MATERIAL FOR THE TASK:
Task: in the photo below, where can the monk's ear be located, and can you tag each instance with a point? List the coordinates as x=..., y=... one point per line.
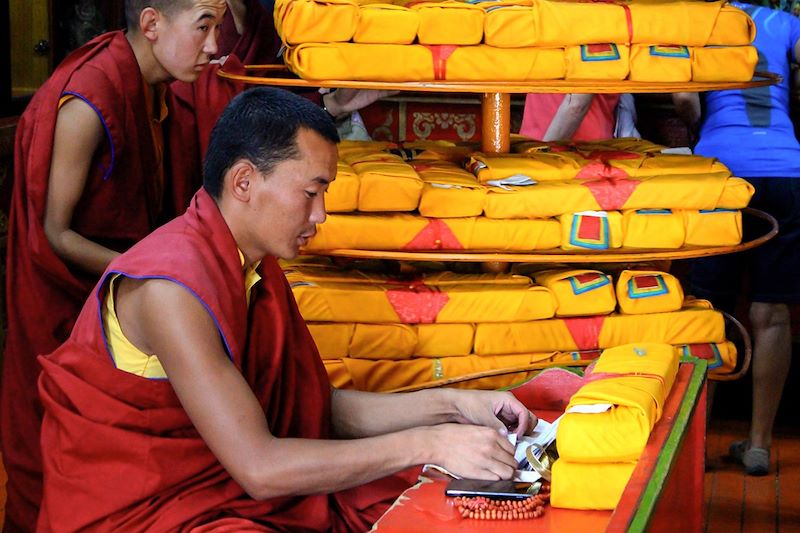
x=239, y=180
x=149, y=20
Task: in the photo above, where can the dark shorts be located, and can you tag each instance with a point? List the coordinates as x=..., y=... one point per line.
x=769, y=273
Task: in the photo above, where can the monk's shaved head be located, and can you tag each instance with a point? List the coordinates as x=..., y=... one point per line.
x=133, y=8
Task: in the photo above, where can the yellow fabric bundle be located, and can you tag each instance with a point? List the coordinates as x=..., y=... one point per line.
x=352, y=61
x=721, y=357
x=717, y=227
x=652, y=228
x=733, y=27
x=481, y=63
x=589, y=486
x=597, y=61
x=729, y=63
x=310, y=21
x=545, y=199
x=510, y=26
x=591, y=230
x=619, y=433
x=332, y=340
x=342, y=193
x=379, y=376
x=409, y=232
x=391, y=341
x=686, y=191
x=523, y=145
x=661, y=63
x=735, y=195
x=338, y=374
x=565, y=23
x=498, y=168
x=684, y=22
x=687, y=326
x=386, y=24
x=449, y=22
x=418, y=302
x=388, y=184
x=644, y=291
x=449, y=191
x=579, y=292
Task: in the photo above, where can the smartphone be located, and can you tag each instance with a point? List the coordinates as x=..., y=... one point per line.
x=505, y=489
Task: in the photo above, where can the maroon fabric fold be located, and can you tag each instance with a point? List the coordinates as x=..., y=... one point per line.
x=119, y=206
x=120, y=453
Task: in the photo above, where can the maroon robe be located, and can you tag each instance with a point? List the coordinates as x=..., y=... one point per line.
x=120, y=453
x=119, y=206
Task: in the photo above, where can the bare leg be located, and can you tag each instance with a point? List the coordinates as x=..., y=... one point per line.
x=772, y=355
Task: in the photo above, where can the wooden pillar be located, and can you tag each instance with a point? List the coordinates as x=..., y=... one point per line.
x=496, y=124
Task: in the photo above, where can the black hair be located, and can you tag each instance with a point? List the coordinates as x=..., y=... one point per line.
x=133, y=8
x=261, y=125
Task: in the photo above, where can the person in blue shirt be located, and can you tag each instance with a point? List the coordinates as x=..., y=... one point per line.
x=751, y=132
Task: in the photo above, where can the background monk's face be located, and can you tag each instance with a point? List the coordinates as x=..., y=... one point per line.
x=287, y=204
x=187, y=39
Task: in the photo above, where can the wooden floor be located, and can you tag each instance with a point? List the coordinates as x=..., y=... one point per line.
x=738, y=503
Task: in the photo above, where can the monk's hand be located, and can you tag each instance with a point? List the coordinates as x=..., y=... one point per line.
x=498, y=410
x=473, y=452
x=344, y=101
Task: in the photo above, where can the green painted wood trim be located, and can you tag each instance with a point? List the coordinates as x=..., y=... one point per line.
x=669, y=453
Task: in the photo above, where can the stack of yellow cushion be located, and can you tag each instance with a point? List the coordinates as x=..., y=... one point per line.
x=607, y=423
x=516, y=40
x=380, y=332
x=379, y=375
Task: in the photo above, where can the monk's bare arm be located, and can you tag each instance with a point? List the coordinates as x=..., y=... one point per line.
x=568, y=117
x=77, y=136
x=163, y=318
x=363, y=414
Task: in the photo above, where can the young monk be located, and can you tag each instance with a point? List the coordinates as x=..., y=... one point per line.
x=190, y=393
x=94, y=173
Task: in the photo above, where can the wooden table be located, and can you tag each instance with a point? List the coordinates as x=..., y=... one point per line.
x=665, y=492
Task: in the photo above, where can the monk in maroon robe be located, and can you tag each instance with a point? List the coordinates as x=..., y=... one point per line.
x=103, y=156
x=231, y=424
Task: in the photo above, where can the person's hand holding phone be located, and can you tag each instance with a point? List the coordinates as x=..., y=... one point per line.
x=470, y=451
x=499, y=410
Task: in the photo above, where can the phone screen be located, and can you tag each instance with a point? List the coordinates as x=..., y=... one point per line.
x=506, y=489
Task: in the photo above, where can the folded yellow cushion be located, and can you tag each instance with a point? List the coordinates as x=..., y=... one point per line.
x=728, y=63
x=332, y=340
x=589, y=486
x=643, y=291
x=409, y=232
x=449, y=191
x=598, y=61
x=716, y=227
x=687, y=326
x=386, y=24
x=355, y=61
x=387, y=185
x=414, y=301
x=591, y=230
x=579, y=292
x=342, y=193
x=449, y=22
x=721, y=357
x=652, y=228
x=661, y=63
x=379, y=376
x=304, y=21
...
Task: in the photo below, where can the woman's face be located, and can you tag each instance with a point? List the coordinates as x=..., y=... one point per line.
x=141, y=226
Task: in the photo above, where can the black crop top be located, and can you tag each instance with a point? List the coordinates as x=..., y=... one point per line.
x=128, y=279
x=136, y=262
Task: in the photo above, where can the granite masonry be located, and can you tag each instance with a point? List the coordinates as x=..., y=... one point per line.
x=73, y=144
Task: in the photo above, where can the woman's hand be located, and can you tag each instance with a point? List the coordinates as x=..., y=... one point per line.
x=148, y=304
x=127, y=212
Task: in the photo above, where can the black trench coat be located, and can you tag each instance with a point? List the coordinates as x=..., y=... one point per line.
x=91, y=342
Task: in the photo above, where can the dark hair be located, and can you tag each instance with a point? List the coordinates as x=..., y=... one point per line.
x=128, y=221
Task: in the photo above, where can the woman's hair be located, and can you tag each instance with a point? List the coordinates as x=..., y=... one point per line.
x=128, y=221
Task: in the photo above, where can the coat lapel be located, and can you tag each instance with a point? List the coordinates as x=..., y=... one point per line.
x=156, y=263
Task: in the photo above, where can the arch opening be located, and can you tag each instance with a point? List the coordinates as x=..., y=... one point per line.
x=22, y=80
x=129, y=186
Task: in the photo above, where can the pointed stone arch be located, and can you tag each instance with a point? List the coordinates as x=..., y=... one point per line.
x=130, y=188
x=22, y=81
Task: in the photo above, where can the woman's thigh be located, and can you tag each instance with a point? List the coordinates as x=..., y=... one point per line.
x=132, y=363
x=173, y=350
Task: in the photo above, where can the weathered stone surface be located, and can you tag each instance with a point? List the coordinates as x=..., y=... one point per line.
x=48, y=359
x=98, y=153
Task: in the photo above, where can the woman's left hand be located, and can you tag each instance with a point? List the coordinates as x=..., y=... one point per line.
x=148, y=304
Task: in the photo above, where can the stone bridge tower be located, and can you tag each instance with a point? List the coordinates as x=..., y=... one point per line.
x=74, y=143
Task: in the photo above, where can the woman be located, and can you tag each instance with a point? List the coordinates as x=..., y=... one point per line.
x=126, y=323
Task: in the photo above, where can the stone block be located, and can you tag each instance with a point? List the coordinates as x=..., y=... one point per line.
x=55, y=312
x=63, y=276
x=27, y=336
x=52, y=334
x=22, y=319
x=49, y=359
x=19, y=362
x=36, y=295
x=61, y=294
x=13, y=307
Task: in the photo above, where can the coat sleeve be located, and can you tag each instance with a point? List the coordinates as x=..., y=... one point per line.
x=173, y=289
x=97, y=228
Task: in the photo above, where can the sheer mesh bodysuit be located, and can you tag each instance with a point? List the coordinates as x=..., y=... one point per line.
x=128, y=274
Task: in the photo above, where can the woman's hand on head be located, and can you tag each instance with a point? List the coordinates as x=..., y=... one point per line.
...
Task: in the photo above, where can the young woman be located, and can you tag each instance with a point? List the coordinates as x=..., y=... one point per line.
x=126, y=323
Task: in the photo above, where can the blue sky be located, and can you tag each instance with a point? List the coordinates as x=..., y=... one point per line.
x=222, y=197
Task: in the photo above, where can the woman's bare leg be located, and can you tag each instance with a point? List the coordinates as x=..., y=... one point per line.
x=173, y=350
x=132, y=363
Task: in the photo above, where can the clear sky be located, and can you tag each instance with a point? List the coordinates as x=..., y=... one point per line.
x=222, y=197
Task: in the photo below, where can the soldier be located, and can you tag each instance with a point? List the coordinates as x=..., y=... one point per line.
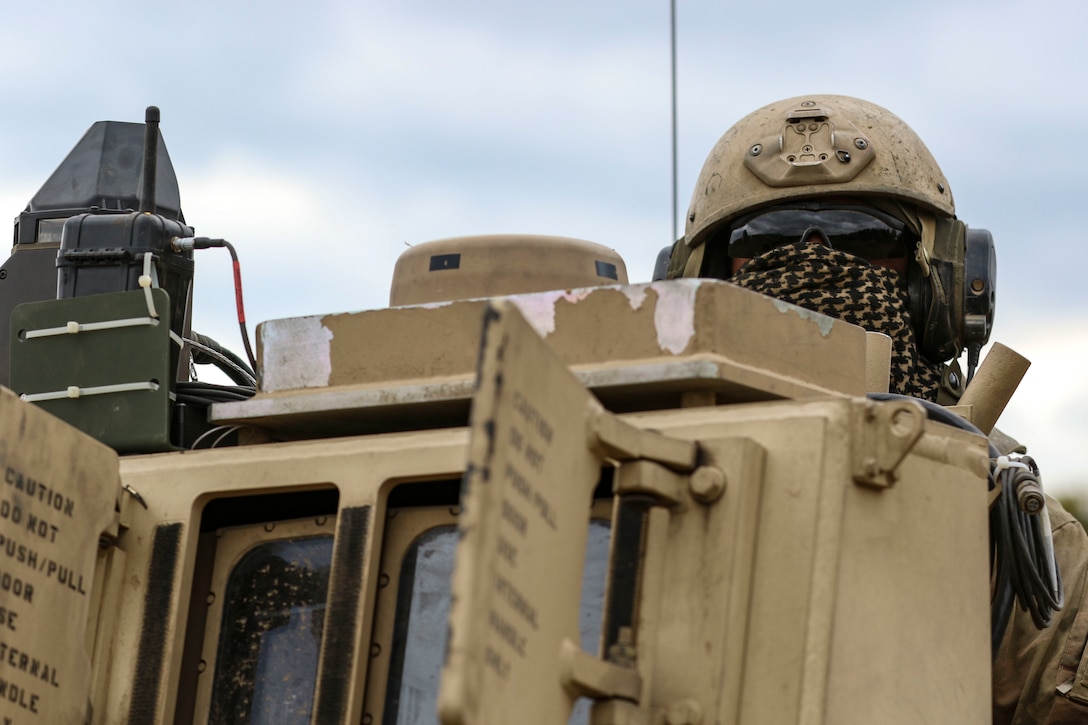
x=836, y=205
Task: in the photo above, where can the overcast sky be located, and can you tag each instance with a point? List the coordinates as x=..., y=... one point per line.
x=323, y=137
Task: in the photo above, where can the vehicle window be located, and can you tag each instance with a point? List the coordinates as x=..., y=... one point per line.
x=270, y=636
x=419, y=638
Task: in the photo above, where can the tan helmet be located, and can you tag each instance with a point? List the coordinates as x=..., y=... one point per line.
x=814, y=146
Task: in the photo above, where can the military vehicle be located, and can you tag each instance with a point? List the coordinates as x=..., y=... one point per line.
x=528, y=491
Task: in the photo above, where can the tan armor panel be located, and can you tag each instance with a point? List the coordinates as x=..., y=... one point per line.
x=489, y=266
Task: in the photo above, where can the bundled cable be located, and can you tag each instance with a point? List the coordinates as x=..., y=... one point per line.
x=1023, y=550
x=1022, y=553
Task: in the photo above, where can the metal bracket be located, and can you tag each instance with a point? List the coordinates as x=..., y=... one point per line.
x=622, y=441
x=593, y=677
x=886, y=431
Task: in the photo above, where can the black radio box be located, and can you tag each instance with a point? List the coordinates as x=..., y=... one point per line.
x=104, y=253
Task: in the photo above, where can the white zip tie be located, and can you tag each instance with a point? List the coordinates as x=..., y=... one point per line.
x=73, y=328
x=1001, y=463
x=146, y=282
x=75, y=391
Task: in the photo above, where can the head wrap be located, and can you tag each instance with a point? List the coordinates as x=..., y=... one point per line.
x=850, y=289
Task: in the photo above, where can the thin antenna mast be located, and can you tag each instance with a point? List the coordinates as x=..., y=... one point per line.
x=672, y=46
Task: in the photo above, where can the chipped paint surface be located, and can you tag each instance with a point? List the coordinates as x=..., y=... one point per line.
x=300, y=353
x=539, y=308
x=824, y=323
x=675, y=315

WORK TO DO:
Retype the lines of the records above word for word, starting at the line that contains "Task: in the photo above, where can the young monk" and stopping after the line that contains "x=231, y=424".

WRITTEN RESPONSE:
Task: in the photo above, where can the young monk be located, and can you tag each instance with a point? List the coordinates as x=..., y=... one point per line.
x=190, y=393
x=94, y=173
Task: in the photo above, where can the wooden table be located, and can you tag each instance with a point? List the coordinates as x=..., y=... one point per line.
x=665, y=492
Task: in the photo above, where can the monk in maroon robe be located, and can you tag each instance with a point? List the coordinates as x=..., y=... one point per line.
x=103, y=156
x=231, y=424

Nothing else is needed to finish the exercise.